EXCERPT:
┄┄┄┄┄┄
Archive for March, 2010

A Tale of Two Chilis

March 24, 2010

Thai chili and American chili. They’re two very different things.

Thai chilis are small, delicious red, orange and green bullets of tongue-searing capsicum. American chili is brown, sloppy, sometimes spicy and equally delicious. I recently got the Thai version at Ganda and the American at Chili Addiction:

Saveur called Ganda the most authentic Thai food in America. I haven’t been to Thailand yet, so I’m not the best judge of authenticity. All I know I learned from LA’s vibrant Thai restaurant scene- and I totally realize that Spicy BBQ, Jitlada, Ruen Pair, Pa-Ord and Sri Siam are Americanized restaurants.

Ganda was solid, with clean flavors, but nothing mind blowing. The papaya salad was not overdressed, the ingredients were fresh and crunchy and it had a mild bite. The tom yum soup was light, citrusy and not too oily.

The crsipy catfish, which was the main attraction, was totally underwhelming. I’m not sure if we ordered the wrong one (we went off the menu, not the buffet table), but this catfish was chewy and thin. In terms of flavor boldness, it was about a six. I may just be used to the flavor assault of the other Thai restaurants in the area- restaurants that likely use salt, sugar, oil, Thai chilis and MSG with reckless abandon.

Moving from one chili to another, I was also underwhelmed by Chili Addiction in West Hollywood. This no frills palace of meat and beans serves a range of different chilis in multiple sized bowls or on hot dogs.

I ordered a medium bowl of spicy serrano sirloin chili. The first thing I noticed was how even it was. There wasn’t a layer of grease on top or large chunks or meat poking out. It looked great.

The flavors of the united components were good, but I think the beef itself was under seasoned or tough. There was something that lacked on the meat side. I hoped for more spice as well.
┄┄┄┄┄┄
DATASET EXCERPT:
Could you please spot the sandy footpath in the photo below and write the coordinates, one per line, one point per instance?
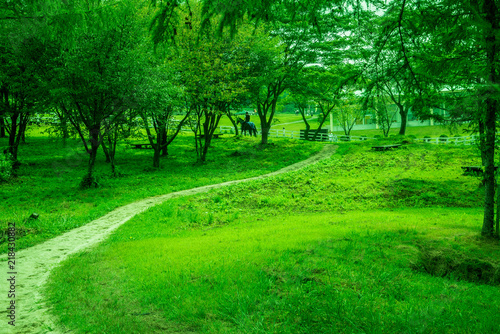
┄┄┄┄┄┄
TO DO:
1. In the post about Thai and American chili, which publication called Ganda the most authentic Thai food in America?
2. Pick up the post about Thai and American chili right after its last sentence and keep writing in the same voice.

ANSWERS IN ORDER:
1. Saveur

2.
So, promising but underwhelming first tries for both sides of the chili coin. I will go back to both and report back with an update.


Cart for a Cause Tuesdays

March 22, 2010

Long before Kogi, Meals on Wheels was delivering food to hungry Angelenos. To capitalize on the recent explosion in the wheeled meals world, St. Vincent Meals on Wheels started Cart For A Cause. Top chefs like Nobu Matsuhisa, Vinny Dotolo and Jon Shook (Animal) and Josef Centeno (Lazy Ox Canteen) will be serving $10 lunches on Tuesdays from a shiny new food truck, with proceeds going to their praise-worthy organization.

They’ll be in Beverly Hills for their first Tuesday so go donate to warm your heart and fill your stomach.

I’m in Las Vegas

March 17, 2010

Happy St Patrick’s Day

March 17, 2010

Getting Ready for Earl’s Gourmet Grub

March 15, 2010

Spring and summer are right around the corner. That means beach volleyball, watching the freaks on the Venice boardwalk and summering at my beach house in Malibu… well maybe not the last part. Luckily Earl’s Gourmet Grub is opening soon on my beach-ward route, adding to LA’s modest sandwich landscape.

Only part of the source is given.